DOCUMENT TEXT:
* START *

Commit Graph

16 Commits

Author SHA1 Message Date
Thomas Tauber-Marshall
ba84ad03cb IMPALA-6954: Fix problems with CTAS into Kudu with an expr rewrite
This patch fixes two problems:
- Previously a CTAS into a Kudu table where an expr rewrite occurred
  would create an unpartitioned table, due to the partition info being
  reset in TableDataLayout and then never reconstructed. Since the
  Kudu partition info is set by the parser and never changes, the
  solution is to not reset it.
- Previously a CTAS into a Kudu table with a range partition where an
  expr rewrite occurred would fail with an analysis exception due to
  a Precondition check in RangePartition.analyze that checked that
  the RangePartition wasn't already analyzed, as the analysis can't
  be done twice. Since the state in RangePartition never changes, it
  doesn't need to be reanalyzed and we can just return instead of
  failing on the check.

Testing:
- Added an e2e test that creates a partitioned Kudu table with a CTAS
  with a rewrite, and checks that the expected partitions are created.

Change-Id: I731743bd84cc695119e99342e1b155096147f0ed
Reviewed-on: http://gerrit.cloudera.org:8080/10251
Reviewed-by: Alex Behm <alex.behm@cloudera.com>
Tested-by: Impala Public Jenkins <impala-public-jenkins@cloudera.com>
2018-05-02 02:54:23 +00:00
Zoltan Borok-Nagy
2ee914d5b3 IMPALA-5903: Inconsistent specification of result set and result set metadata
Before this commit it was quite random which DDL oprations
returned a result set and which didn't.

With this commit, every DDL operations return a summary of
its execution. They declare their result set schema in
Frontend.java, and provide the summary in CalatogOpExecutor.java.

Updated the tests according to the new behavior.

* END *

STATED EXERCISE A: According to the commit log, in which file do DDL operations declare their result set schema?

RECORDS FOR THIS TASK:

* START *

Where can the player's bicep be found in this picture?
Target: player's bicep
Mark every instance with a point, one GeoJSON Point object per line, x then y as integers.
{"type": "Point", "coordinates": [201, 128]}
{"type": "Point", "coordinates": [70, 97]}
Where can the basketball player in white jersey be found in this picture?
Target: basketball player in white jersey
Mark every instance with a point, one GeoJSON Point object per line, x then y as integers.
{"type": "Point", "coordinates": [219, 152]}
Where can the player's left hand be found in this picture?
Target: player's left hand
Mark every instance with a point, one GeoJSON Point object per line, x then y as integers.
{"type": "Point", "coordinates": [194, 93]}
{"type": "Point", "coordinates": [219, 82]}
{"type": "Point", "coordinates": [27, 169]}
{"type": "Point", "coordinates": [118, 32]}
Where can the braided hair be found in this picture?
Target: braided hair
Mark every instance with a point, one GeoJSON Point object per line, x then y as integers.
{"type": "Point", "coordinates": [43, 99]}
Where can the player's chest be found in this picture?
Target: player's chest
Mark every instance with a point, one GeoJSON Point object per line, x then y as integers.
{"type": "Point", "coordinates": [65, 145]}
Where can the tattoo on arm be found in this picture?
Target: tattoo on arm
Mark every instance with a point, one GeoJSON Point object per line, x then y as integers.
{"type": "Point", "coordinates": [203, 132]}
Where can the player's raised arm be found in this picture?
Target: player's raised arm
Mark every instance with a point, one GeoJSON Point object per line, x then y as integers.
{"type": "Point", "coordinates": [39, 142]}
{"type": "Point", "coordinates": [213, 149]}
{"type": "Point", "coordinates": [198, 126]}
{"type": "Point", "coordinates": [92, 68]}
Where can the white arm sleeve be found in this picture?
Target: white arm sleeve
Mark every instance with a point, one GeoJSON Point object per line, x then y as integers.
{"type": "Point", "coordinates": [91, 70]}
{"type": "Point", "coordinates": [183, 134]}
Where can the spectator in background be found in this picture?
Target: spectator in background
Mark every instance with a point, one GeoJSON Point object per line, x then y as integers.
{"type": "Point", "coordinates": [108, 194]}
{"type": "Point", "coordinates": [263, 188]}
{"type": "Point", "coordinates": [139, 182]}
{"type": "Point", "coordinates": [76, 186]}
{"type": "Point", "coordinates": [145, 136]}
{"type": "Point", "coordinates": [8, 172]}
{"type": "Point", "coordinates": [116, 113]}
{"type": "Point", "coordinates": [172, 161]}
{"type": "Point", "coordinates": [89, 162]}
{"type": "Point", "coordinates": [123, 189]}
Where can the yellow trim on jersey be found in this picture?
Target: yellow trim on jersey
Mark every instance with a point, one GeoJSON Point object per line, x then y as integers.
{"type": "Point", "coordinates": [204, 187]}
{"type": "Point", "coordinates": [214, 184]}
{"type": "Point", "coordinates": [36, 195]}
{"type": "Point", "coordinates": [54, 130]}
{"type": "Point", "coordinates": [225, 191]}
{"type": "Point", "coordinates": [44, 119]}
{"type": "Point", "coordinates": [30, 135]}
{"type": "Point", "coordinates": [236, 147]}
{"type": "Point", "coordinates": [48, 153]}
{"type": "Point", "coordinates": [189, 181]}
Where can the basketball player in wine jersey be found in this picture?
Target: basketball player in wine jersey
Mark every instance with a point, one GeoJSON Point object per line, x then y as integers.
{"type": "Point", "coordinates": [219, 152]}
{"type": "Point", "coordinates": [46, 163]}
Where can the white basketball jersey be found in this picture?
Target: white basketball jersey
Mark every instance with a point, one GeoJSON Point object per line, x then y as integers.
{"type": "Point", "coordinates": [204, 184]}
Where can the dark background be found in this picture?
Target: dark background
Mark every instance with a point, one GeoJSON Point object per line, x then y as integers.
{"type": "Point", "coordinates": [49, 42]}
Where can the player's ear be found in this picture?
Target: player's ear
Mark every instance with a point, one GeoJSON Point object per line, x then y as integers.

* END *

STATED EXERCISE B: Which lines of the records contain the string "bicep"? List each such line, treating case as significant.

WRITTEN RESPONSE A: Frontend.java

WRITTEN RESPONSE B:
Where can the player's bicep be found in this picture?
Target: player's bicep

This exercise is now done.